Coordinate labeling data:
>> BEGIN
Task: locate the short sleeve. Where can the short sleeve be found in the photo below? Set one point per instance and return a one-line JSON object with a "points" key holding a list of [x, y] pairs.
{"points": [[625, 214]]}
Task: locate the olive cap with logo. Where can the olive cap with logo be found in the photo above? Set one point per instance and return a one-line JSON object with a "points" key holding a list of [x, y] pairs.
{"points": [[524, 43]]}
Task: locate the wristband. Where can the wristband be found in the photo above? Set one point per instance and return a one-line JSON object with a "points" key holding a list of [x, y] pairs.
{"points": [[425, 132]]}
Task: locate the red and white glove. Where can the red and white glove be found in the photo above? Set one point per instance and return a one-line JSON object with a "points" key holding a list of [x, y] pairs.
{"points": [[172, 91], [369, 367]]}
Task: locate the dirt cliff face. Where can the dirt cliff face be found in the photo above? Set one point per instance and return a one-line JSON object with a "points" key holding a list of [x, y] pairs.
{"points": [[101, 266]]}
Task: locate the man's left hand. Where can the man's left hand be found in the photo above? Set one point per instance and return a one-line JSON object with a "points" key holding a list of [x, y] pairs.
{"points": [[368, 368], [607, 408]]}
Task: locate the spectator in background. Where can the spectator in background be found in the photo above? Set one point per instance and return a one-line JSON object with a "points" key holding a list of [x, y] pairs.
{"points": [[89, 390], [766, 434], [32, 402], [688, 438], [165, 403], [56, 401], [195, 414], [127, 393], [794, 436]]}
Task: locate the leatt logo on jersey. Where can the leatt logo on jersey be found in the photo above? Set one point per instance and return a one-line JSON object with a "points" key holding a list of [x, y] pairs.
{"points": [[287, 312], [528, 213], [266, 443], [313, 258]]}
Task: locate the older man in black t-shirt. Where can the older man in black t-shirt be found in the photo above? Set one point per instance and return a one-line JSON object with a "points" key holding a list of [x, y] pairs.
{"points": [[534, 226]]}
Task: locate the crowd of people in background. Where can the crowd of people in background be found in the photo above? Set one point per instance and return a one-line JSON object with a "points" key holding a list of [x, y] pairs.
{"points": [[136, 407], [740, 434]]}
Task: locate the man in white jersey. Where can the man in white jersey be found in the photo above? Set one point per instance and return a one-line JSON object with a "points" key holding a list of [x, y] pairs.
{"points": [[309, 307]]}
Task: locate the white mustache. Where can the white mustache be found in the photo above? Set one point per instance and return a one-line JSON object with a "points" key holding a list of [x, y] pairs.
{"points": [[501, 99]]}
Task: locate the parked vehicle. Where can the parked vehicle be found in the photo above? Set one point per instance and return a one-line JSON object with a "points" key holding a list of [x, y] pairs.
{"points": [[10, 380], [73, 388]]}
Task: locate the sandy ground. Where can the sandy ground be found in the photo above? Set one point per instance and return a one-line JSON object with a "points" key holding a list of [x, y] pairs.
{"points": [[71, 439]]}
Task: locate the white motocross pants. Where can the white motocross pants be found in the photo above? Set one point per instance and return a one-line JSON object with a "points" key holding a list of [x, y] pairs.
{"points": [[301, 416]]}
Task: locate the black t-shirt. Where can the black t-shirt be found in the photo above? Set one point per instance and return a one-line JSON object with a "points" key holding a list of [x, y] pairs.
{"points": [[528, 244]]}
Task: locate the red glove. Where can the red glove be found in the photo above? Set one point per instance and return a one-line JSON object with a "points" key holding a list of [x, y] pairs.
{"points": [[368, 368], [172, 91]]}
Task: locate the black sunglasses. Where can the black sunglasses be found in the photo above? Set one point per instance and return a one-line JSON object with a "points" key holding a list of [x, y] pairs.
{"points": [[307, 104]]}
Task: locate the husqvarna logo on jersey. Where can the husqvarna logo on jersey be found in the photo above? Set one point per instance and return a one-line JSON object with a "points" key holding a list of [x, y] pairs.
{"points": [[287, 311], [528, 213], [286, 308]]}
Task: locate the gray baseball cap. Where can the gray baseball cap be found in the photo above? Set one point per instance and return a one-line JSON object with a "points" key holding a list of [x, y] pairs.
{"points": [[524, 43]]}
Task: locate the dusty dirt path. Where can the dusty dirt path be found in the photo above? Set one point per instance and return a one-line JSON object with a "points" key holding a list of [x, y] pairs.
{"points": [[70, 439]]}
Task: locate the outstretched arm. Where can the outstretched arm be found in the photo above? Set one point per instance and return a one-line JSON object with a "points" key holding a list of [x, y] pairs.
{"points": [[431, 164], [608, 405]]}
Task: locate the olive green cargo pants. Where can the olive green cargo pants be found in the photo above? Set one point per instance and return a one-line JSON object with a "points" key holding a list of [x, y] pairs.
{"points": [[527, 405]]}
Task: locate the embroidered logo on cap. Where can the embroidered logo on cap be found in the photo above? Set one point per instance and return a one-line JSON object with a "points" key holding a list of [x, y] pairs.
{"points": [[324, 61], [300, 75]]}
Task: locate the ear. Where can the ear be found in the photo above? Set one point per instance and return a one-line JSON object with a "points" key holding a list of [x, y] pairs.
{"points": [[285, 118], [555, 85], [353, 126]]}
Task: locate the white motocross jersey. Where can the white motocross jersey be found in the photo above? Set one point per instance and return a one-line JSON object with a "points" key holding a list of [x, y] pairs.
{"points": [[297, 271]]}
>> END
**GIVEN INSTRUCTION**
Repeat every line of the data from the line with "Task: locate the ear." through the end, requests included. Multiply each coordinate in the answers by 2.6 and round it to a whole number, with halves going up.

**OUTPUT FOR THIS TASK**
Task: locate the ear. Where can the ear be found in the photo above? Set one point per instance and return a one-line JSON object with a "points" key holding a list of [x, y] pairs.
{"points": [[741, 307], [1443, 221], [918, 328]]}
Task: locate the white motocross jersey. Where can the white motocross jersey be found in the photo above? Set one point per instance and return a one-line JSON object with a "points" key holding a list of [x, y] pairs.
{"points": [[772, 705]]}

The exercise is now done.